**About this task**
Starting at the line below holding "The function MUST provide one marker per instance of the large" and stopping at the line holding "of the submerged", print every line exactly, both ends included, and leave the rest out.

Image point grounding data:
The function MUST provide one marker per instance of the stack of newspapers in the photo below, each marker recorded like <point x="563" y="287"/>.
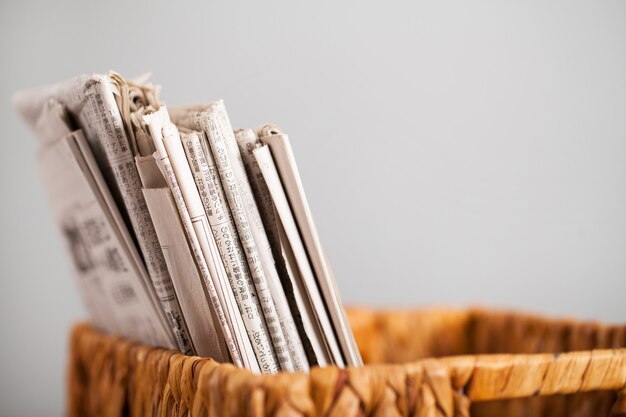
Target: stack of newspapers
<point x="184" y="232"/>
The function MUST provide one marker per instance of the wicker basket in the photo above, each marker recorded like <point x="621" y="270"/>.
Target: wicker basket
<point x="489" y="364"/>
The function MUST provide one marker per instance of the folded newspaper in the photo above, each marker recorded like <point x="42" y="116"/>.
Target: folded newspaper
<point x="184" y="232"/>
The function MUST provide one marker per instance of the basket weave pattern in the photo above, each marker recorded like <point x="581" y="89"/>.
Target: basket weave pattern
<point x="439" y="363"/>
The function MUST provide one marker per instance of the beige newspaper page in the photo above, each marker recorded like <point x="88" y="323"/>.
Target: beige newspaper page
<point x="171" y="139"/>
<point x="203" y="166"/>
<point x="314" y="346"/>
<point x="90" y="101"/>
<point x="287" y="222"/>
<point x="206" y="338"/>
<point x="212" y="119"/>
<point x="117" y="300"/>
<point x="156" y="121"/>
<point x="290" y="177"/>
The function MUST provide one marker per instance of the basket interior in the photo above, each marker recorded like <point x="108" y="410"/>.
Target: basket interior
<point x="405" y="336"/>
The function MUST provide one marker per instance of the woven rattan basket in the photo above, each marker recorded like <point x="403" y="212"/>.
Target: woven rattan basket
<point x="421" y="363"/>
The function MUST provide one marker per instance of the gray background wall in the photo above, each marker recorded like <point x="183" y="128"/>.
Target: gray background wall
<point x="453" y="152"/>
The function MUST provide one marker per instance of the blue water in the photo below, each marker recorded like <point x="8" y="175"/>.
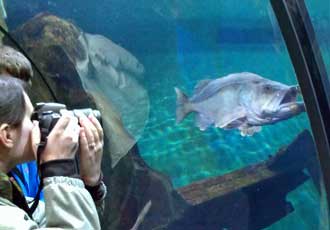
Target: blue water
<point x="183" y="42"/>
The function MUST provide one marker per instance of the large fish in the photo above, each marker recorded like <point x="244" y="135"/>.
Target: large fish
<point x="245" y="101"/>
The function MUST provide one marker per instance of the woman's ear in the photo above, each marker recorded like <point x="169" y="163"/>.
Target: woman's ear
<point x="7" y="135"/>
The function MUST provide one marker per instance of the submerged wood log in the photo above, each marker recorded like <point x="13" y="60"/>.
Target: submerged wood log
<point x="253" y="197"/>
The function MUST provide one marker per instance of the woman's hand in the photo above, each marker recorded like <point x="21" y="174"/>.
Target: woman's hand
<point x="91" y="150"/>
<point x="62" y="142"/>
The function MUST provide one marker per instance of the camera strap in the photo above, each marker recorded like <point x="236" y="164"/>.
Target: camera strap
<point x="34" y="206"/>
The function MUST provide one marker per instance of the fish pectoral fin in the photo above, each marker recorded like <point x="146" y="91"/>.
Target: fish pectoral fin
<point x="249" y="130"/>
<point x="200" y="85"/>
<point x="203" y="121"/>
<point x="232" y="120"/>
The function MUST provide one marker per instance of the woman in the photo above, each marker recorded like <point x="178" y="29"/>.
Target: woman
<point x="67" y="203"/>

**Finished exercise**
The function MUST provide one marker per instance of the large fish in the photo above, each marker recorded like <point x="244" y="135"/>.
Target: large fish
<point x="245" y="101"/>
The function MUST provide one marker per instance of the woman's ear in the photo above, each marker recorded like <point x="169" y="163"/>.
Target: woman's ear
<point x="7" y="135"/>
The function MUST provide one marker per instance of the submerged wood log in the photo above, each marker recorded like <point x="13" y="60"/>.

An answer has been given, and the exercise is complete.